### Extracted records
◇ ◇ ◇ ◇ ◇ ◇ ◇

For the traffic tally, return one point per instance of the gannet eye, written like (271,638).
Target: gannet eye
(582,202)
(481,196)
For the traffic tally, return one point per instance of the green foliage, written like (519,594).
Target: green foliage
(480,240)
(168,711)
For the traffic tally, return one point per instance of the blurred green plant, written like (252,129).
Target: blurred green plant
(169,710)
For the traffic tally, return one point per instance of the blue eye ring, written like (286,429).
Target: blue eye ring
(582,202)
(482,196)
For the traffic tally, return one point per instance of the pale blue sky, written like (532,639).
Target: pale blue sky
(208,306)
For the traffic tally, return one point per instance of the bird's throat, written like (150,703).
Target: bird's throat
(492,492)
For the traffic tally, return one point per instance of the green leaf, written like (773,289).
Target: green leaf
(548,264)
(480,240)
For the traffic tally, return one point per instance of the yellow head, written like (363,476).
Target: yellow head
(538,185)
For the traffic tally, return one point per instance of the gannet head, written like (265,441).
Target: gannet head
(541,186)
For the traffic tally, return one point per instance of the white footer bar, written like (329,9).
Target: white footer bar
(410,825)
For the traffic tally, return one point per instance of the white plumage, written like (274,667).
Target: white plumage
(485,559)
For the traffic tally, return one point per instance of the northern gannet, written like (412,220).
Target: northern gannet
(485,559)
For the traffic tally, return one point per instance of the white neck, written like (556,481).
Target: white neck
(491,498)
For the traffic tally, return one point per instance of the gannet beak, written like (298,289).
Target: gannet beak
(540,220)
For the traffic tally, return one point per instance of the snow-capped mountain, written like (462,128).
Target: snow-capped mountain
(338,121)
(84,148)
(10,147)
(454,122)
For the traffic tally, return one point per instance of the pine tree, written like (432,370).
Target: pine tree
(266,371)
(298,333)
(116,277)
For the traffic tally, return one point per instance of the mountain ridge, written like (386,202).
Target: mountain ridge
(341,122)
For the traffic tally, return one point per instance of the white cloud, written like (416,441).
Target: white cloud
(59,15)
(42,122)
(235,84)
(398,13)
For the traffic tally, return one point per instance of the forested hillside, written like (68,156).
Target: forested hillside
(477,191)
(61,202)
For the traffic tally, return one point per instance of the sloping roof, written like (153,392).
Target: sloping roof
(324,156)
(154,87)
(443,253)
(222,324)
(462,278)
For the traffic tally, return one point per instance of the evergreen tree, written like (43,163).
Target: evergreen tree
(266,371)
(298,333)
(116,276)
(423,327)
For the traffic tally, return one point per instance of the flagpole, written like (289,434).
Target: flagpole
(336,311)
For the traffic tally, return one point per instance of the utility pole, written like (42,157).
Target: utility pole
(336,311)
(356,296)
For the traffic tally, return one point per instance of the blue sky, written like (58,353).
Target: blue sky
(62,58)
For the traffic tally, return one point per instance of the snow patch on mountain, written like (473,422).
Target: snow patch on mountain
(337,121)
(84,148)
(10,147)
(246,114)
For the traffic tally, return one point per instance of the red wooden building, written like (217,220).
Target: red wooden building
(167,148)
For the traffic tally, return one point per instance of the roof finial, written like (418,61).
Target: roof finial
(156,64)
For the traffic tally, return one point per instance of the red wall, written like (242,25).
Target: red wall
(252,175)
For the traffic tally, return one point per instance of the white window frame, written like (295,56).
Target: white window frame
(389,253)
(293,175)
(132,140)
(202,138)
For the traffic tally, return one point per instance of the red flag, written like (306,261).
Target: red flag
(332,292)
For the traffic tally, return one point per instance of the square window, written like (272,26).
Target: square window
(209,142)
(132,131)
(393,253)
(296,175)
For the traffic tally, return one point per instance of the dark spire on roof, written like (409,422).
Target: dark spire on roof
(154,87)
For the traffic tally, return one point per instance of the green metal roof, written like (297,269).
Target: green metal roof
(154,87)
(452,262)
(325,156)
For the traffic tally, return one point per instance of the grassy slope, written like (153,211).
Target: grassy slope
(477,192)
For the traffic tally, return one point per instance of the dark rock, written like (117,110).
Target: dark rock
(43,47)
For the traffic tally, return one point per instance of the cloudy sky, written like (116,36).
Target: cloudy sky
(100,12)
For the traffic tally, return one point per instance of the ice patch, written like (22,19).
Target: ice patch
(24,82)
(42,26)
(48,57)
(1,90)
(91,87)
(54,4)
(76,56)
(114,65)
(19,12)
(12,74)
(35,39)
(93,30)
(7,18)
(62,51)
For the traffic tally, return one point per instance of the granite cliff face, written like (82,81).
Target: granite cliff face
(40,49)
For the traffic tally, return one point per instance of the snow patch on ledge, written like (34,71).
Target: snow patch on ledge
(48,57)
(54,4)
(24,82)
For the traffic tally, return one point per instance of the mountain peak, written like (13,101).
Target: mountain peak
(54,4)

◇ ◇ ◇ ◇ ◇ ◇ ◇

### INSTRUCTIONS FOR THE TASK
Please write out again the lines from the one containing "written like (117,110)." through the end of the items, inclusive and with the requests kept, offsetting each coordinate in the answers by adding 74.

### WORKED ANSWER
For the traffic tally, return one point per instance of the dark rock, written like (117,110).
Target: dark rock
(117,121)
For the traffic tally, return one point per instance of the cloudy sky, written like (116,36).
Target: cloudy sky
(174,86)
For the traffic tally, return one point per instance of the ice patch, written like (22,19).
Target: ice patch
(98,156)
(116,100)
(122,131)
(75,164)
(165,161)
(128,78)
(150,130)
(188,139)
(93,86)
(86,148)
(109,113)
(167,104)
(81,92)
(136,125)
For the traffic tally, return one point per instance of the granite cliff face, written like (82,81).
Target: granite cliff face
(114,123)
For the traffic tally, return one point per instance of the snow patch on ledge, written like (34,71).
Target: snow patch on ledge
(122,131)
(128,78)
(98,156)
For the traffic tally, return one point per instance of the mountain peak, written like (13,101).
Target: mountain peak
(128,78)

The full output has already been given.